#### WHAT THE TASK REQUIRES:
Display every line of the records below that contains the string "river".

━━━ AVAILABLE DATA ━━━

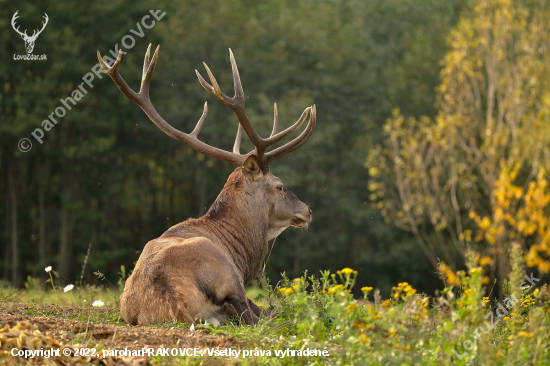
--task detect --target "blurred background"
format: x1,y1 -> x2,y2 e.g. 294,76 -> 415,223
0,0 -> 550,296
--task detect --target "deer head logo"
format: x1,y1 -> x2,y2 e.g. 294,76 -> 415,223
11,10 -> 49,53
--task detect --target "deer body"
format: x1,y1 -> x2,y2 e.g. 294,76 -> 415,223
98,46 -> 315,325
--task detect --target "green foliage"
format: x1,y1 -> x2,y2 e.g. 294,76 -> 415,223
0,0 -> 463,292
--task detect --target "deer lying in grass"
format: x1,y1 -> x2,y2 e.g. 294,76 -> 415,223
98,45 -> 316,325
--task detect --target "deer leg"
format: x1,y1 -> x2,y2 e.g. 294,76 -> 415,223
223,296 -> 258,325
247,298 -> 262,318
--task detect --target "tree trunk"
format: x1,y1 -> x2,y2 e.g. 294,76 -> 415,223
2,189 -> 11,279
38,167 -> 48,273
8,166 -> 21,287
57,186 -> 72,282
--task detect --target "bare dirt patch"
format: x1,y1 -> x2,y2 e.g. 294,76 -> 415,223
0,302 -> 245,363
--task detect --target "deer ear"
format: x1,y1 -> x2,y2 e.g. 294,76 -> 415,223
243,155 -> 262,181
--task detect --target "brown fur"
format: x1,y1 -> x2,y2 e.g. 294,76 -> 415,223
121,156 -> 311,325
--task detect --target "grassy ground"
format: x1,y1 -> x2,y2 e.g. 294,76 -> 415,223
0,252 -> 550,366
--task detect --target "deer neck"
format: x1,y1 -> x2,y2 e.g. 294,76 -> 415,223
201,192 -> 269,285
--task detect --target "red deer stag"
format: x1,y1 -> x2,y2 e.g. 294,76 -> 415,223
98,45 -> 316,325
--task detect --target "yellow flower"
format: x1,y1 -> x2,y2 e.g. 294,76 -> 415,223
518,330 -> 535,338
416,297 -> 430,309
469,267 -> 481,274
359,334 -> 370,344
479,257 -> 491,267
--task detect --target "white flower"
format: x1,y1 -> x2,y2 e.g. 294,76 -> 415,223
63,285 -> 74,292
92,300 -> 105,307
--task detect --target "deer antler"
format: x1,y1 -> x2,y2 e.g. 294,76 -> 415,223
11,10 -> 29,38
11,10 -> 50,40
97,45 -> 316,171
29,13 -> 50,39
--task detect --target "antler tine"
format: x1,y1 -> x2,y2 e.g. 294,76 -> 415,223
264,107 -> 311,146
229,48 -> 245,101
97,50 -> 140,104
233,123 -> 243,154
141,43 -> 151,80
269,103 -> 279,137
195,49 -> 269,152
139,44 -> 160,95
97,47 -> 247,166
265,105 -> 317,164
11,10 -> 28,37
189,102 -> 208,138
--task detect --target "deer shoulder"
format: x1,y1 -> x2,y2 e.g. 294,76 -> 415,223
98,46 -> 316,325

━━━
━━━ AVAILABLE DATA ━━━

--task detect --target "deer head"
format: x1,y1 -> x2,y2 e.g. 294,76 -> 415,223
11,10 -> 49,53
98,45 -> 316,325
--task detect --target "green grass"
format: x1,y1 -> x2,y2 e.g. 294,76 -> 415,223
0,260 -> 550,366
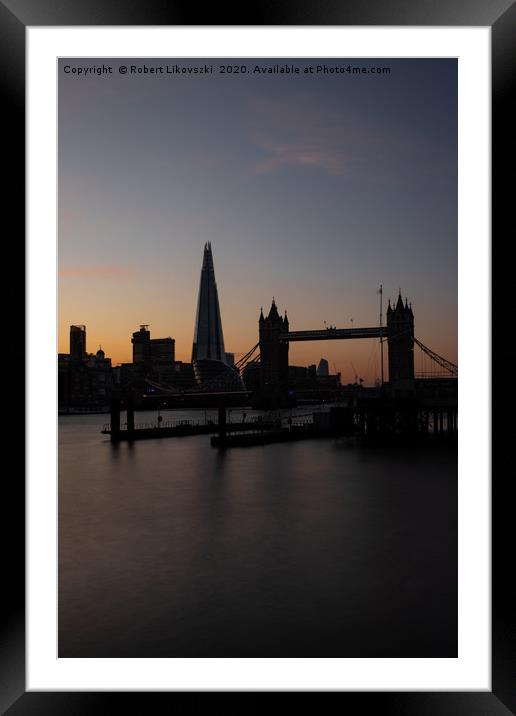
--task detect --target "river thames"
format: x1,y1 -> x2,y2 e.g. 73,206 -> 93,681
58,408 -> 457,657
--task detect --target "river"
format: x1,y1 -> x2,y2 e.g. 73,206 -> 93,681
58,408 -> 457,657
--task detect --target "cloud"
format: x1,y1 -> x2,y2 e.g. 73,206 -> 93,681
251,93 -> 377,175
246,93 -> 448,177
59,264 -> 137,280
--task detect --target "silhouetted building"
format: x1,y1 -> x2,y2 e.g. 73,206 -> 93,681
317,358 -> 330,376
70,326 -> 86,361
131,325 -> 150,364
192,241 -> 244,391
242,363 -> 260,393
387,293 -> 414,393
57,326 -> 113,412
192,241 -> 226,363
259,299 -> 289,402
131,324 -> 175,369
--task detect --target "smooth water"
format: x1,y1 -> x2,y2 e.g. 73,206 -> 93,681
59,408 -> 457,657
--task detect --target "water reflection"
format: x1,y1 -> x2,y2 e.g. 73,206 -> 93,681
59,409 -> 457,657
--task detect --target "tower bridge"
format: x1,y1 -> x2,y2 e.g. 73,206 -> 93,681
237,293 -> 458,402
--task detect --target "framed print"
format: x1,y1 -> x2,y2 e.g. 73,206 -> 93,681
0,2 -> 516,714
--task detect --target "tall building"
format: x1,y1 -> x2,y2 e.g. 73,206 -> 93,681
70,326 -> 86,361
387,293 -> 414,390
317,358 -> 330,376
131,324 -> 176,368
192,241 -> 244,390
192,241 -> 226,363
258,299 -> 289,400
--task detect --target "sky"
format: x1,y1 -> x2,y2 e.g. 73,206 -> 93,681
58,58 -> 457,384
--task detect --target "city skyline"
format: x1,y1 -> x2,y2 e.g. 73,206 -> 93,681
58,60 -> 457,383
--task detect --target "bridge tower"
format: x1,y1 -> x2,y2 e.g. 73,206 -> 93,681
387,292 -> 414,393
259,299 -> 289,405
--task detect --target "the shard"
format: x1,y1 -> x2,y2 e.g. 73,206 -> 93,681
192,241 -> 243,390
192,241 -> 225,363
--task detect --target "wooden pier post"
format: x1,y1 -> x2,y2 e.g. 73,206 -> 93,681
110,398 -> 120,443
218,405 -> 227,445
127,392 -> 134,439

━━━

#### COMPLETE OUTPUT:
--task detect --target "river thames"
--task detect --target "river"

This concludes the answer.